Directions for this task:
Going through the data below, please show each line containing the string "point".

Source records:

********

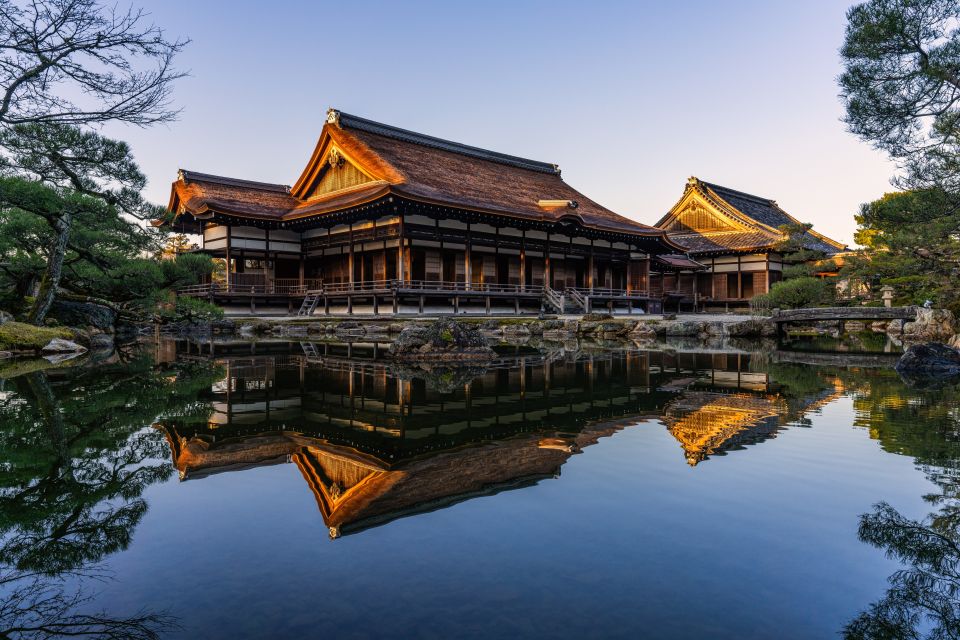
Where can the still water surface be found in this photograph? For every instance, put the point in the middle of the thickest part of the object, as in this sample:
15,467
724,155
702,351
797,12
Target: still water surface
288,491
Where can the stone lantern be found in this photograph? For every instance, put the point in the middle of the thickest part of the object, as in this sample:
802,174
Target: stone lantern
886,294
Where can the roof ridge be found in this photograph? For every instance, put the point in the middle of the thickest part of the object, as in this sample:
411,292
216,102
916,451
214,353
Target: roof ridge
197,176
346,120
714,186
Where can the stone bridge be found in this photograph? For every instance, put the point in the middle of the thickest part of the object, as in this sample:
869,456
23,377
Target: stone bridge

********

Task response:
Where can the still water surface be found in this photograph? For every instance, put the point in the middle of the thickest part of the object, as in this sample:
Where can the stone lantern be found in this photograph? For every instance, put the point in the middle of the thickest part of the object, as in this sample:
Where can the roof ridge be found in this photograph? For every instance, put the point in the middle of the thickest part of the object, as in this sample:
Where can the stone bridge be found in this photograph? For every instance, put the point in the middle of the thickest part of the object, as in this sample:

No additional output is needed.